===== Provided passage =====

Stocks in the News: Banks, Dell, J.C. Penney
After the Federal Reserved announced an increase in the discount rate that it charges banks for emergency loans, expect shares of most major banks to react. Shares of Bank of America (BAC), JPMorgan Chase (JPM), Citigroup (C), Wells Fargo (WFC) and Goldman Sachs (GS) were generally down over 1% ahead of the bell.Dell (DELL) reported a 5% decrease in quarterly earnings late Thursday, even as sales grew 11%, slightly topping Wall Street expectations. Dell benefited from a healthy holiday shopping season and said it sees signs of a robust return of business spending. But investors were concerned about margins and sent Dell shares down over 5.5% in premarket trading.
J.C. Penney (JCP) reported its fourth-quarter profit fell 5.2% to $200 million, or 84 cents a share. Adjusted earnings were $1.02 per share, much higher than estimates of 82 cents per share. The company cited improved margins from cost-cutting and leaner inventories, that offset soft mall traffic and disappointing holiday sales. Sales during the quarter fell 3.6% to $5.55 billion. Shares jumped some 5.5% ahead of the bell.
Quarterly results are still due from PG&E Corp (PCG).
Huntsman (HUN) said on Friday its fourth-quarter profit fell sharply to $66 million, or 26 cents per share, but that was due to a settlement gain last year. Huntsman is seeing improving demand globally. Excluding one-time items, the company earned 27 cents per share, handily beating estimates of of 12 cents per share. Revenue rose 2% to $2.096 billion, also topping estimates. Shares traded 2.7% higher in premaket action.
Anglo American (AAUKY) on Friday reported that full-year profits fell 54% to $2.43 billion as the global economic downturn hit sales of coal, iron ore and other metals and revenue fell by 25% to $24.6 billion. The company said it expected to resume paying dividends this year. Shares dropped over 4% before the bell.

=====

→ **Problem set**:
#1 Repeat the stretch of the market news item from "Stocks in the" through "in premarket trading.".
#2 Decide whether each statement agrees with the market news item, and answer yes or no, quoting the deciding words: (a) J.C. Penney's sales for the quarter fell 3.6% to $5.55 billion. (b) Anglo American said it expected to stop paying dividends this year. (c) Dell's quarterly earnings rose 5%.
The material that comes after the market news item is separate from it.

===== Record excerpts =====

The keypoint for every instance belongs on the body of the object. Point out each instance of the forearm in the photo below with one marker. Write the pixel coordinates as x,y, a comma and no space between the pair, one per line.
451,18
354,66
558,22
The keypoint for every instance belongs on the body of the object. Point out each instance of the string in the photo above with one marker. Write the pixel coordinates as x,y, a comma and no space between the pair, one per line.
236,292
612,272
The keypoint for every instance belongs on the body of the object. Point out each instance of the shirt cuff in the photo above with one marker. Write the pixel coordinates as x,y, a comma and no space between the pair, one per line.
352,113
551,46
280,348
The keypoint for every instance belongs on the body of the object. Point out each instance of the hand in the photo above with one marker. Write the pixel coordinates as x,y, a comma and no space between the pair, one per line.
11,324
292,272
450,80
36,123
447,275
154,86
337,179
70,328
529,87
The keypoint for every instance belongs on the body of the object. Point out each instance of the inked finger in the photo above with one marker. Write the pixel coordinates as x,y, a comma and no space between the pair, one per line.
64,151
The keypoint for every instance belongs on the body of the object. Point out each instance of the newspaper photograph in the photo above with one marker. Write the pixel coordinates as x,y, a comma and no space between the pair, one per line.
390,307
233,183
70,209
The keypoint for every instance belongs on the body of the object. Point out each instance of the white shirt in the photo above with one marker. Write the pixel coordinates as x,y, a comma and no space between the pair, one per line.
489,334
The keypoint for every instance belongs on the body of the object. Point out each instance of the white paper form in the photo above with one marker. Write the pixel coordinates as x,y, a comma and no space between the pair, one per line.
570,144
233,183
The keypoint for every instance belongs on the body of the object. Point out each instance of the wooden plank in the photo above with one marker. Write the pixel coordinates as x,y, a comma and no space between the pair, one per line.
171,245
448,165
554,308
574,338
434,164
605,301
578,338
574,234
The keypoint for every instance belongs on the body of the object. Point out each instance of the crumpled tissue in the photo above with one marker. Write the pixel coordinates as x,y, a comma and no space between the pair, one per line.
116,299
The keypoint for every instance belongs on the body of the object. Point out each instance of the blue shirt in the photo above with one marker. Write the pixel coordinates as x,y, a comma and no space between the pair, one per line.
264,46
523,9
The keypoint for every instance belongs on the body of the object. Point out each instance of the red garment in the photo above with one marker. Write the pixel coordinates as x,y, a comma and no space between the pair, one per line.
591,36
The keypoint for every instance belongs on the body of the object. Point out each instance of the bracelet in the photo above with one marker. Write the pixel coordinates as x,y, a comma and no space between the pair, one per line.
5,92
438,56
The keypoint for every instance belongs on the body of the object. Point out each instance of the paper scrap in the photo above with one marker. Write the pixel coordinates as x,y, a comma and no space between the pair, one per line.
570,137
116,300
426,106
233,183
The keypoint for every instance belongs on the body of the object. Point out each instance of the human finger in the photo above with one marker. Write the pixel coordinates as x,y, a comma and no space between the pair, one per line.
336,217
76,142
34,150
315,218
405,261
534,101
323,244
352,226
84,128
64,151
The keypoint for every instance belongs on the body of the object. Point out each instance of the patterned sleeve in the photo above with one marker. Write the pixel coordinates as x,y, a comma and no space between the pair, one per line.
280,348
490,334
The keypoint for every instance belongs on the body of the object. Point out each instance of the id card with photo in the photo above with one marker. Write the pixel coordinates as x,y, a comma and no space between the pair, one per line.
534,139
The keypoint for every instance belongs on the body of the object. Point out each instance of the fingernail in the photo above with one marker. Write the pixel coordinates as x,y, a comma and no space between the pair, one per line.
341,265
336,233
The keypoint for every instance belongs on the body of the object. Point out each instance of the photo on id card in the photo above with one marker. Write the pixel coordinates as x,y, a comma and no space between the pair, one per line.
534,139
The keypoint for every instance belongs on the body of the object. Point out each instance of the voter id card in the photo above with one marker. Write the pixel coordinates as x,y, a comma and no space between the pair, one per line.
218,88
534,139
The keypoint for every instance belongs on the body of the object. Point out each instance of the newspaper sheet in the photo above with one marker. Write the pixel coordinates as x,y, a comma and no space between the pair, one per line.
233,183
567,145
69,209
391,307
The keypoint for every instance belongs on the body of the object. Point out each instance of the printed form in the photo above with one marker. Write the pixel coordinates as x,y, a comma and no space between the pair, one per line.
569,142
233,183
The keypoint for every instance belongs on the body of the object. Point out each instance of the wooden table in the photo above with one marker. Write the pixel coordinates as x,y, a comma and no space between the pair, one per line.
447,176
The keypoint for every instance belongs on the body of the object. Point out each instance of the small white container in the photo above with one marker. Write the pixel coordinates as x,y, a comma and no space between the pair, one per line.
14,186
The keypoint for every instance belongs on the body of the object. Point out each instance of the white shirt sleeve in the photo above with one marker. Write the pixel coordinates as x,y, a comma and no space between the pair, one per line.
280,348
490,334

=====

→ **Solved problems**:
#1
Stocks in the News: Banks, Dell, J.C. Penney
After the Federal Reserved announced an increase in the discount rate that it charges banks for emergency loans, expect shares of most major banks to react. Shares of Bank of America (BAC), JPMorgan Chase (JPM), Citigroup (C), Wells Fargo (WFC) and Goldman Sachs (GS) were generally down over 1% ahead of the bell.Dell (DELL) reported a 5% decrease in quarterly earnings late Thursday, even as sales grew 11%, slightly topping Wall Street expectations. Dell benefited from a healthy holiday shopping season and said it sees signs of a robust return of business spending. But investors were concerned about margins and sent Dell shares down over 5.5% in premarket trading.

#2
(a) Yes: "Sales during the quarter fell 3.6% to $5.55 billion."
(b) No: "The company said it expected to resume paying dividends this year."
(c) No: "Dell (DELL) reported a 5% decrease in quarterly earnings late Thursday"